ABOUT THIS TASK
Range to reproduce from the entries below: the line with "neck in this photo.", the line with "query | man in blue and black jacket", and every line in between. Give them exactly and give nothing else.

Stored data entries
————————

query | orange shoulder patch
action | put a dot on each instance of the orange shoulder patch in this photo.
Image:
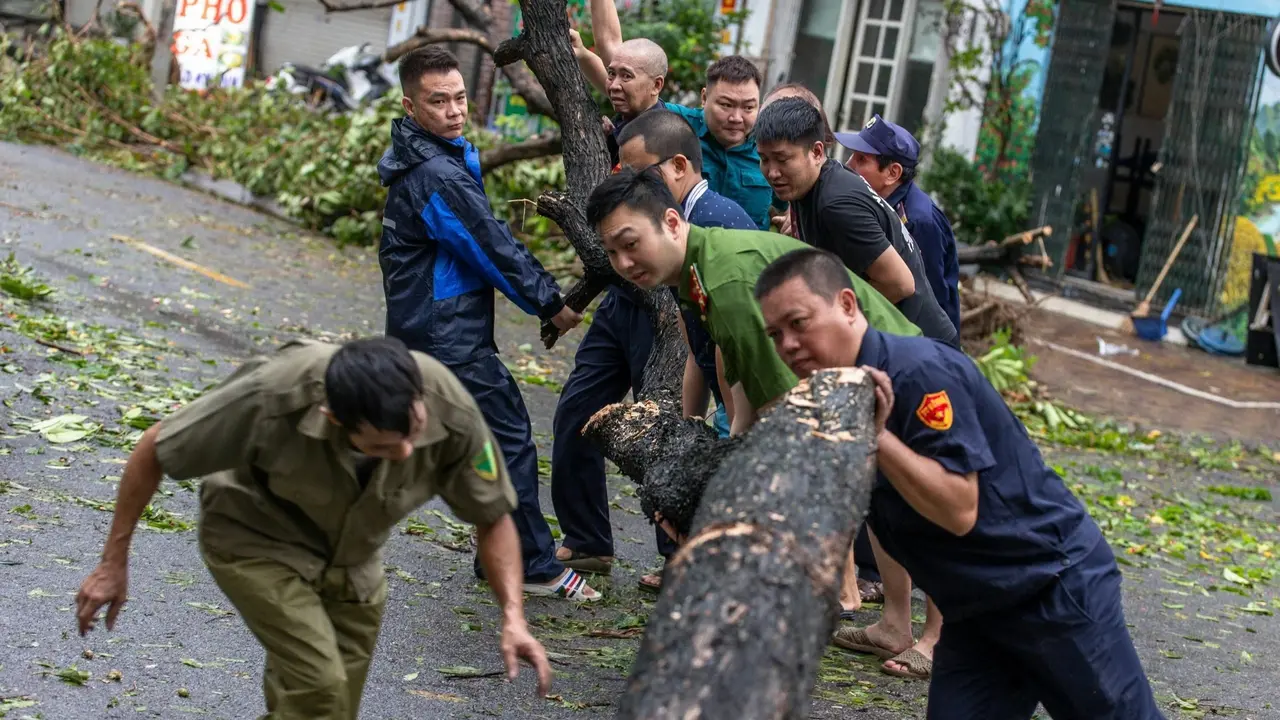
(935, 410)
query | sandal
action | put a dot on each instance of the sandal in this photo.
(570, 586)
(918, 668)
(652, 583)
(871, 591)
(858, 641)
(589, 564)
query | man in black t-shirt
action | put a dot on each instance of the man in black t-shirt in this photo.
(836, 210)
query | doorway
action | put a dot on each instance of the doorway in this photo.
(1118, 181)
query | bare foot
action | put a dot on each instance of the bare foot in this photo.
(890, 639)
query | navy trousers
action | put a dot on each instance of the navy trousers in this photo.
(1068, 648)
(498, 397)
(609, 361)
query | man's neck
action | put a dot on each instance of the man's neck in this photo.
(634, 115)
(685, 187)
(682, 241)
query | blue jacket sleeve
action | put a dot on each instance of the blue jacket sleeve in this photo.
(464, 223)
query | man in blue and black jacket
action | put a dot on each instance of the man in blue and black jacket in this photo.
(442, 255)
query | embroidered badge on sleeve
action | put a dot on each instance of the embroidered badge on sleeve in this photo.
(935, 410)
(695, 291)
(485, 464)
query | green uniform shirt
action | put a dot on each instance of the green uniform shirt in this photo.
(279, 479)
(732, 172)
(727, 264)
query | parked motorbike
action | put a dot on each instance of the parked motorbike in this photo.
(350, 80)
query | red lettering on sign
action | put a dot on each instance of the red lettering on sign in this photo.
(236, 10)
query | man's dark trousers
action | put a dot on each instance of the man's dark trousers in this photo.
(609, 361)
(1068, 648)
(503, 408)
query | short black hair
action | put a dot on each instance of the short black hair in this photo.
(734, 69)
(822, 270)
(883, 162)
(643, 191)
(373, 381)
(790, 119)
(428, 59)
(664, 135)
(812, 98)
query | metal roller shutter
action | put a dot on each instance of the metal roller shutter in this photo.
(305, 35)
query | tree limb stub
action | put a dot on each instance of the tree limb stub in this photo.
(536, 146)
(749, 602)
(521, 81)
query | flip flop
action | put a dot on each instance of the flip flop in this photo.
(650, 586)
(871, 591)
(858, 641)
(589, 564)
(571, 586)
(918, 668)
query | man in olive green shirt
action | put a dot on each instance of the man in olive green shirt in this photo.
(310, 458)
(714, 270)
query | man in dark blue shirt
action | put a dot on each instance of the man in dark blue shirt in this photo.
(886, 155)
(442, 255)
(615, 350)
(1029, 588)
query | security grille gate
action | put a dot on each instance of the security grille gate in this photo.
(1082, 37)
(1207, 131)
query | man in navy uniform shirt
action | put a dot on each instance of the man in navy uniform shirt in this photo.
(886, 155)
(612, 355)
(1029, 588)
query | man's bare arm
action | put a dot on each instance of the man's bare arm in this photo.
(607, 28)
(108, 583)
(592, 65)
(498, 546)
(890, 276)
(942, 497)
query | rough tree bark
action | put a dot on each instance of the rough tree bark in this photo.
(544, 46)
(750, 600)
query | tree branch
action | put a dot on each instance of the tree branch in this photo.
(521, 81)
(536, 146)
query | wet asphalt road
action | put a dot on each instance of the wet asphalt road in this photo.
(152, 333)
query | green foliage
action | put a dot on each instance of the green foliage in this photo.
(978, 209)
(95, 98)
(997, 83)
(1005, 365)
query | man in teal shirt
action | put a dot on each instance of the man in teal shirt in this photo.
(650, 244)
(731, 100)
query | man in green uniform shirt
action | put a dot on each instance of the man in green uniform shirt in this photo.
(714, 270)
(310, 458)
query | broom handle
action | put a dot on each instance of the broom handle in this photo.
(1173, 256)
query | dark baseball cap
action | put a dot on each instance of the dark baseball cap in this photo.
(882, 137)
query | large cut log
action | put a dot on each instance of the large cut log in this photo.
(750, 600)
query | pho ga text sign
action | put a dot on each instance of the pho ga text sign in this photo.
(210, 41)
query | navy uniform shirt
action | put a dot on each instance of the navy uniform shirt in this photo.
(1029, 528)
(932, 233)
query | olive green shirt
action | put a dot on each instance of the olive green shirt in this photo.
(279, 478)
(727, 264)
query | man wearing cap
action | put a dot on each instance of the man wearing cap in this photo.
(837, 210)
(886, 155)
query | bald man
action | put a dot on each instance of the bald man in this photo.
(730, 101)
(632, 78)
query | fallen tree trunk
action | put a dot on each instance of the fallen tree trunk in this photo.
(750, 600)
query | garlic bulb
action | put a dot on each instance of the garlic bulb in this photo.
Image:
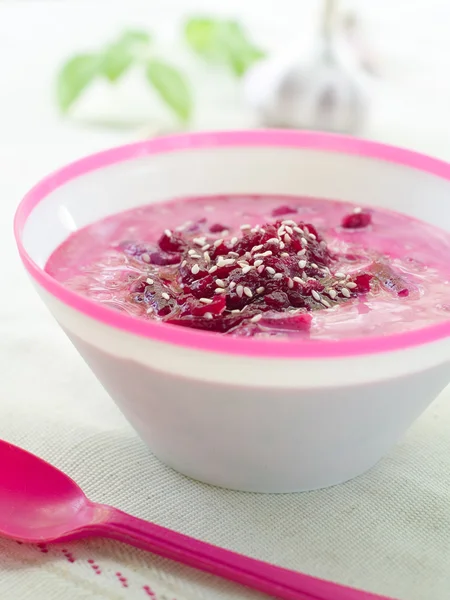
(319, 88)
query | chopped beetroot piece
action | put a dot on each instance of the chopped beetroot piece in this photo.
(217, 228)
(132, 249)
(138, 286)
(357, 220)
(391, 281)
(219, 324)
(293, 322)
(196, 226)
(159, 299)
(202, 288)
(171, 243)
(162, 259)
(279, 211)
(363, 283)
(277, 300)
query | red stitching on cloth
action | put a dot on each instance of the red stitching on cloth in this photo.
(122, 579)
(69, 556)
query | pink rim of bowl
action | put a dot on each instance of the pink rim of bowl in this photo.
(207, 341)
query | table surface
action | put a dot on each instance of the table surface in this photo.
(388, 531)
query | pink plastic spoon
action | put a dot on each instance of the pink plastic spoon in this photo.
(40, 504)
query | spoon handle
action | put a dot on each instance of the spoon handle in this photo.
(270, 579)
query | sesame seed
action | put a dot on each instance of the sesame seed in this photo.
(256, 318)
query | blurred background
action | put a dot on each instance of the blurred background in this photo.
(81, 75)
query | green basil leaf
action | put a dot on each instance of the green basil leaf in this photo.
(223, 42)
(74, 78)
(171, 86)
(122, 54)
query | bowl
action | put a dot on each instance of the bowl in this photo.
(257, 415)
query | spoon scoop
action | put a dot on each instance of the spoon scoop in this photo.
(40, 504)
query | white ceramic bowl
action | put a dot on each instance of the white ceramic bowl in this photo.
(256, 415)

————————

RESPONSE
action | put a dot on each instance of the man's neck in this photo.
(634, 115)
(685, 187)
(682, 241)
query | blue jacket sleeve
action | put a dot on each instance of the blue jacket sleeve in this photo.
(464, 223)
query | man in blue and black jacket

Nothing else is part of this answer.